▶ [Study questions]
1. Condense the paragraph beginning "And while both are going strong" from the excerpt about luxury brands into a short bulleted list that keeps its main figures.
2. Pick up the piece on luxury brands in New York City after its last sentence and continue it.

▶ [Excerpt provided]
= Beginning of Section =

The luxury brands that have planted new flags in NYC’s mid and uptown shopping corridors may find more of the city’s highly-paid though not-rich-yet office workers walking by their stores, rather than turning in. So they are going to have to look elsewhere for business.
Moving On Up
Luxury brands have grown overly dependent on the aspirational HENRY customers to fuel growth. “LVMH and the rest excel in selling ‘abundant rarity’ or ‘rarity by the millions’ to put the brand in contact with larger aspirational audiences and to earn profit from the considerable investments accumulated in brand equity,” Professor Jean-Noël Kapferer shared with me.
Now brands will have to turn to enticing the HNWI consumers who aren’t interested in fake rarity, only that which is real. Chanel and Hermès are brands that haven’t caved to the aspirational ‘abundant rarity’ model.
And while both are going strong – Chanel revenues rose 17% year-over-year in comparable sales to $17.2 billion constant currency and Hermès up 25% at constant-currency rates in the first half of 2023 to $7 billion – each reported the weakest growth in the Americas. Chanel was up 9.5% in the Americas versus 29.6% in Europe and Hermès advanced 20% here compared with 27% in Asia and 22% in Europe.
All of which points to a simple fact: HNW customers are not geographically bound. The world’s their oyster when it comes to shopping and the current strong dollar makes traveling abroad to shop a smart money move and it adds an experiential element that no amount of in-store programming can beat.
Not only that, but New York City isn’t as attractive a destination as it once was to the well-heeled. It’s portrayed in the media as a dangerous place overrun with crime and the streets filled with countless drug-addicted homeless and illegal immigrants waiting for shelter.

= End of Section =

▶ [Extracted material]
= Beginning of Section =

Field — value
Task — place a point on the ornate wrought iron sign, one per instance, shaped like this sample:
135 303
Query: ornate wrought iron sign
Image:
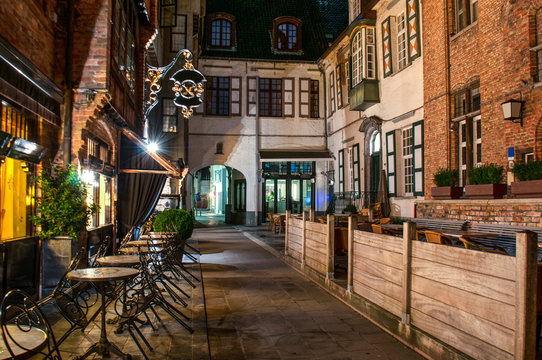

= End of Section =

▶ [Responses by task]
1.
- Chanel and Hermès are both going strong, but each reported its weakest growth in the Americas.
- Chanel's revenues rose 17% year over year in comparable sales, to $17.2 billion at constant currency. Its growth was 9.5% in the Americas versus 29.6% in Europe.
- Hermès rose 25% at constant-currency rates in the first half of 2023, to $7 billion. Its growth was 20% in the Americas, compared with 27% in Asia and 22% in Europe.

2.
It isn’t a pleasant picture, and Mayor Adams and Governor Kathy Hochul calling New York a city in crisis doesn’t help, especially with more than 2,000 National Guard deployed there. What HNWI wants to shop in the city when they can hop on their private jet, go somewhere fun, and shop?
Tourist Shortfall
Last year, New York City tourist visits still hadn’t made up for the losses suffered during the pandemic when it was the country’s ground-zero for Covid. Overall, 2022 tourist traffic was down 15%, with domestic tourism down 11% and international off by 30% from 2019. Domestic tourists account for about 80% of its visitors.
While the NYC Tourism + Convention association forecasts 2023 visits will come close to 2019 levels, reaching 63.2 million compared with 66.6 million in 2019, it expects international trade to grow by 20% over 2022 levels, quite a reach considering its -30% shortfall last year.
Even its expectation for domestic tourist traffic to advance by about 10% over 2022 could be optimistic, considering how quickly things are changing on the ground.
On a side note, business travel, which accounted for 16% of travel last year and has been slower to recover from the pandemic, is projected to pick up by over 33% in 2023. That’s all well and good, but with corporations looking down the barrel of an expected recession, travel budgets are an easy place to cut, especially since we’ve all grown comfortable with Zoom meetings.
And the recent announcement that the International Toy Fair is abandoning New York City after more than a century doesn’t bode well for its appeal as a conference destination.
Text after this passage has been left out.